Work task:
Count, in the data that follows, every line with the string "marker", and give that count as the whole reply.

------------------------------------------------------------

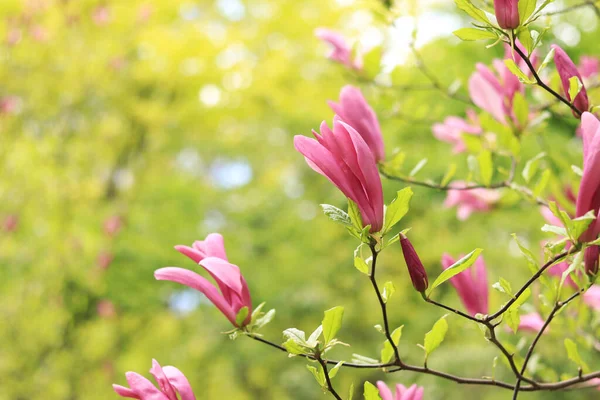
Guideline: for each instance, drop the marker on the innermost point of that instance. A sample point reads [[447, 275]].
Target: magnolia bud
[[415, 267], [507, 13], [591, 259]]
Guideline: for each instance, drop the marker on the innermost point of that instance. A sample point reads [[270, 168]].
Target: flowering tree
[[506, 104]]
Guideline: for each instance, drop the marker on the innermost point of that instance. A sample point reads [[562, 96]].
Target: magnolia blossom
[[589, 66], [470, 201], [566, 70], [343, 157], [592, 297], [531, 322], [233, 293], [507, 13], [341, 51], [171, 382], [417, 272], [453, 128], [495, 93], [589, 189], [354, 110], [471, 285], [402, 392]]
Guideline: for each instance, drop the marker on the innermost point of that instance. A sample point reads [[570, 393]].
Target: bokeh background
[[128, 127]]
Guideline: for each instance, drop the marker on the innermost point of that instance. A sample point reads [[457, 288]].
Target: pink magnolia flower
[[531, 322], [495, 93], [589, 66], [417, 272], [233, 293], [507, 13], [589, 189], [356, 112], [341, 52], [471, 285], [592, 297], [171, 382], [470, 201], [452, 129], [402, 392], [566, 70], [343, 157]]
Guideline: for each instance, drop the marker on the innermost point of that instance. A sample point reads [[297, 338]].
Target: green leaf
[[371, 392], [531, 167], [397, 208], [455, 269], [372, 62], [436, 335], [510, 63], [526, 9], [388, 291], [354, 214], [472, 11], [361, 265], [474, 34], [388, 351], [525, 38], [449, 174], [486, 167], [573, 354], [418, 167], [332, 322], [521, 109], [336, 215], [333, 371], [503, 286], [511, 316], [241, 316], [318, 374], [575, 87]]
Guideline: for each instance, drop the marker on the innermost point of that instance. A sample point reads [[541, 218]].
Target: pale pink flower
[[470, 201], [233, 293], [171, 382], [402, 392], [589, 66], [343, 157], [356, 112], [589, 189], [592, 297], [453, 128], [471, 285], [341, 50]]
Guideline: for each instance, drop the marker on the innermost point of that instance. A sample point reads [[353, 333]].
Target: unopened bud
[[417, 273]]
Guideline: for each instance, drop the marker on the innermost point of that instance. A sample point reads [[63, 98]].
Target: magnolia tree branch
[[557, 307], [327, 379], [382, 304], [542, 84]]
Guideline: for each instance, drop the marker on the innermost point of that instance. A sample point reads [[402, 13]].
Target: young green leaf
[[573, 354], [455, 269], [371, 392], [470, 34], [575, 87], [336, 215], [332, 322], [436, 335], [397, 208]]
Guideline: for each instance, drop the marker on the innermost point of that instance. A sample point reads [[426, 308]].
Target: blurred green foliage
[[175, 119]]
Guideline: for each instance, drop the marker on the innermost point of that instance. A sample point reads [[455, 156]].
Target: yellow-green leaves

------------------------------------------------------------

Worked solution:
12